SOURCE DOCUMENT:
=-=-=-=-=

A siege mentality grips the public narrative around Covid-19: we’re told to limit human contact until the cavalry turns up bearing vaccines. This approach isn’t sustainable long-term, either for our economy or collective wellbeing.
Obviously for more vulnerable people with underlying medical conditions, extreme caution is natural. They may want to stay put – but society as a whole can’t hide away for ever. This virus, like others before it, is here to stay. We must learn to live with it.
So what can we do to improve our chances if we get it?
Boris Johnson has flagged up the link between obesity and serious Covid-19 illness. Even mildly obese people have a 2.5 times greater risk of respiratory failure, and they are five times more likely to be admitted to an ICU. But the PM didn’t spell out the obvious practical action the majority of people can take to maintain a reasonable weight: stop eating ultra-processed foods.
Instead, he fell back on the usual obfuscation designed to placate powerful food and drink industry players, the old “count calories, move more” mantra that allows purveyors of assorted life-shortening products ample room for manoeuvre.
But junk foods, value-added convenience meals and soft drinks drive the obesity and related diseases that increase the likelihood of death from Covid-19. Heaven help us, this stuff now accounts for over half of what we eat in the UK.

=-=-=-=-=

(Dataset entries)
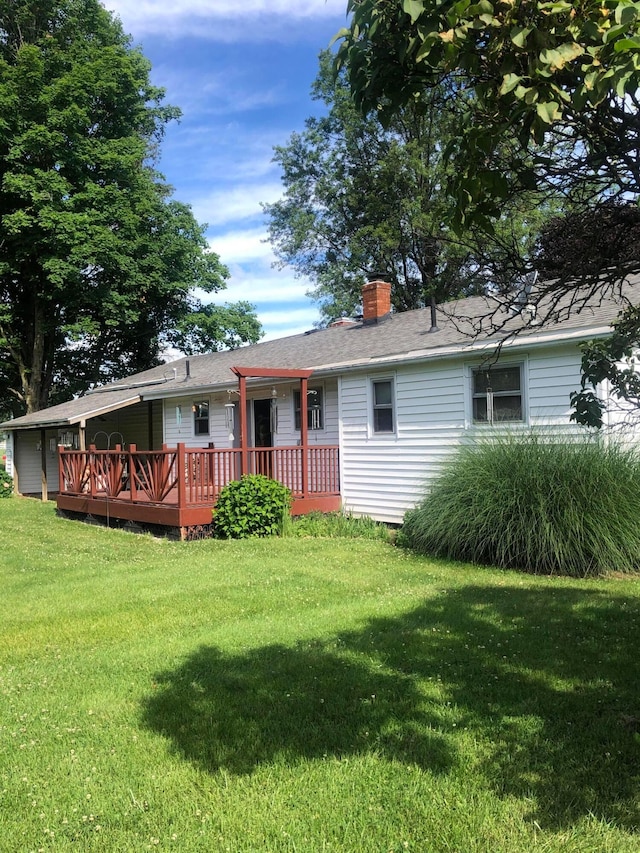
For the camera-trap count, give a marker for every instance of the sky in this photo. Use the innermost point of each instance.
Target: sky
(241, 72)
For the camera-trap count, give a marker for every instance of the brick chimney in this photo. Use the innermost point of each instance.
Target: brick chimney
(376, 301)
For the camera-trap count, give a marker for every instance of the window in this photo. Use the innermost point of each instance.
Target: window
(201, 418)
(383, 415)
(497, 395)
(315, 408)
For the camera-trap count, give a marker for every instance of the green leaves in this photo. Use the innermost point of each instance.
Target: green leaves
(92, 240)
(255, 505)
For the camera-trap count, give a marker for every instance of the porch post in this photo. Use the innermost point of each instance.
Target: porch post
(181, 460)
(304, 436)
(43, 464)
(244, 436)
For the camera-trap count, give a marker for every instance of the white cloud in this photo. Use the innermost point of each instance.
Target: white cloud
(221, 207)
(241, 247)
(223, 20)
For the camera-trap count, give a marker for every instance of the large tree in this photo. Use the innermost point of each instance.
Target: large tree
(97, 260)
(549, 76)
(363, 197)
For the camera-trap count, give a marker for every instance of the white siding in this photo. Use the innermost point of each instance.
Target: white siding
(127, 426)
(28, 461)
(385, 475)
(286, 435)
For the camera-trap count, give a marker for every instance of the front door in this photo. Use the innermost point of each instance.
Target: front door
(262, 436)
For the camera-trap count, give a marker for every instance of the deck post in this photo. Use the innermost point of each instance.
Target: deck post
(43, 464)
(133, 490)
(244, 433)
(61, 482)
(304, 435)
(92, 470)
(181, 475)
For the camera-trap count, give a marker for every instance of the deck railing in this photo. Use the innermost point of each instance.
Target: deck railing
(186, 477)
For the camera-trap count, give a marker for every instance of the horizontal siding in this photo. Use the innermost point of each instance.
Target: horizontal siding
(286, 435)
(125, 426)
(28, 461)
(384, 476)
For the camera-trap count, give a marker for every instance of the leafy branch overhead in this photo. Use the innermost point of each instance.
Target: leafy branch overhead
(550, 103)
(532, 67)
(97, 260)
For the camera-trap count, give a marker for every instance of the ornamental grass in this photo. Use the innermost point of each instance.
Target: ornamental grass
(523, 501)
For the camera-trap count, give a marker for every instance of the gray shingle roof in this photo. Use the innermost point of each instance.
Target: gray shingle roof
(462, 326)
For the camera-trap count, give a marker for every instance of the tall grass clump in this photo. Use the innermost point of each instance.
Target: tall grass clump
(525, 502)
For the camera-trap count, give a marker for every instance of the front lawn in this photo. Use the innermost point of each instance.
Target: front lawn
(307, 695)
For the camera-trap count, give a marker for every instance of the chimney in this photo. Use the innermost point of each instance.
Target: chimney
(376, 301)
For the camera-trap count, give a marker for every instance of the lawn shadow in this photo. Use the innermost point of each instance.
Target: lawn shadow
(545, 677)
(280, 704)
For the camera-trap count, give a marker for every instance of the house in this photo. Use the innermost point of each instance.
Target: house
(358, 415)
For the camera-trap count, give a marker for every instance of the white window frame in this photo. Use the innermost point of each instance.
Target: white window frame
(310, 398)
(372, 381)
(471, 369)
(202, 401)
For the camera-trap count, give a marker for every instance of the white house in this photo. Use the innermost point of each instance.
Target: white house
(387, 399)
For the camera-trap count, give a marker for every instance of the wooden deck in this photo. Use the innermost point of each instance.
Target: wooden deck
(177, 488)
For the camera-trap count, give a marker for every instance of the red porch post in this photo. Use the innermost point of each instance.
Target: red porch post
(244, 432)
(304, 435)
(181, 474)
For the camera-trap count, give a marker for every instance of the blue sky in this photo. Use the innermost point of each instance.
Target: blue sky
(241, 72)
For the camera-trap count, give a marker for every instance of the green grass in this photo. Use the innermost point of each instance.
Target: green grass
(307, 695)
(521, 501)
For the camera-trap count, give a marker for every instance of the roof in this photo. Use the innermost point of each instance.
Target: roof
(475, 324)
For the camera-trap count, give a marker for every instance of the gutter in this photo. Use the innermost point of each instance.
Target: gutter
(458, 350)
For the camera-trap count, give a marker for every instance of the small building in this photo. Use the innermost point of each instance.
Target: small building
(359, 415)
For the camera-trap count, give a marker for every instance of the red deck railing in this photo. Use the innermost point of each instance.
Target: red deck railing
(185, 477)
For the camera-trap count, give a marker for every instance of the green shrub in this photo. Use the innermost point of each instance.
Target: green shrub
(6, 484)
(523, 502)
(336, 525)
(252, 506)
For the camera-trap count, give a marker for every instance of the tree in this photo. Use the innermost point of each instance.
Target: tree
(546, 76)
(97, 261)
(215, 327)
(361, 197)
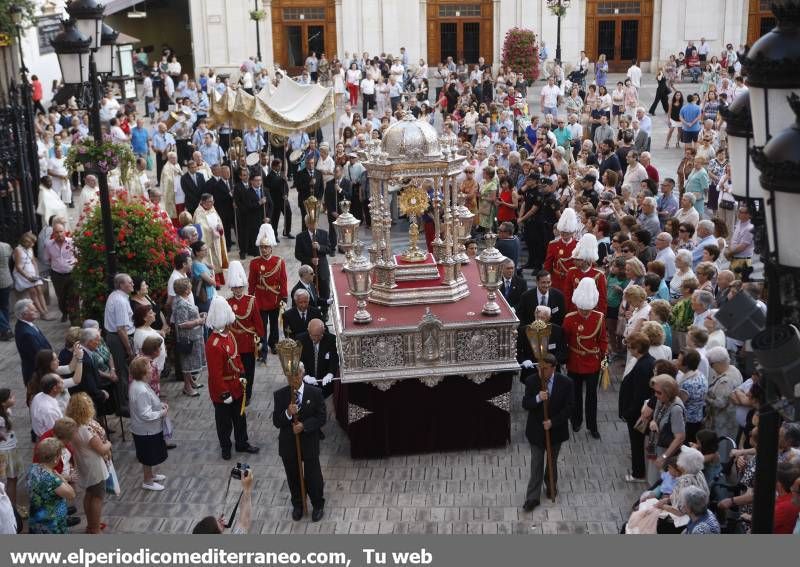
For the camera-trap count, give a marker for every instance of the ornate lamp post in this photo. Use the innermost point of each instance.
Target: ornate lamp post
(770, 68)
(490, 266)
(346, 226)
(359, 283)
(80, 55)
(29, 165)
(558, 8)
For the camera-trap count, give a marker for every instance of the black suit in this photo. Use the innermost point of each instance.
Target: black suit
(332, 197)
(312, 415)
(633, 392)
(278, 189)
(315, 300)
(556, 346)
(560, 410)
(193, 187)
(326, 360)
(307, 183)
(222, 191)
(294, 325)
(30, 340)
(530, 300)
(91, 383)
(251, 216)
(516, 287)
(304, 253)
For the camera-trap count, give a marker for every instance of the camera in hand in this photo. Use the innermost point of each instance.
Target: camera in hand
(240, 471)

=-=-=-=-=

ASSIGNMENT:
In the article on Covid-19 and diet, take the stretch from "So what can" through "eating ultra-processed foods." and write it out again, substituting "intensive care unit" for "ICU". You can ignore the items.

SOLVED PROBLEM:
So what can we do to improve our chances if we get it?
Boris Johnson has flagged up the link between obesity and serious Covid-19 illness. Even mildly obese people have a 2.5 times greater risk of respiratory failure, and they are five times more likely to be admitted to an intensive care unit. But the PM didn’t spell out the obvious practical action the majority of people can take to maintain a reasonable weight: stop eating ultra-processed foods.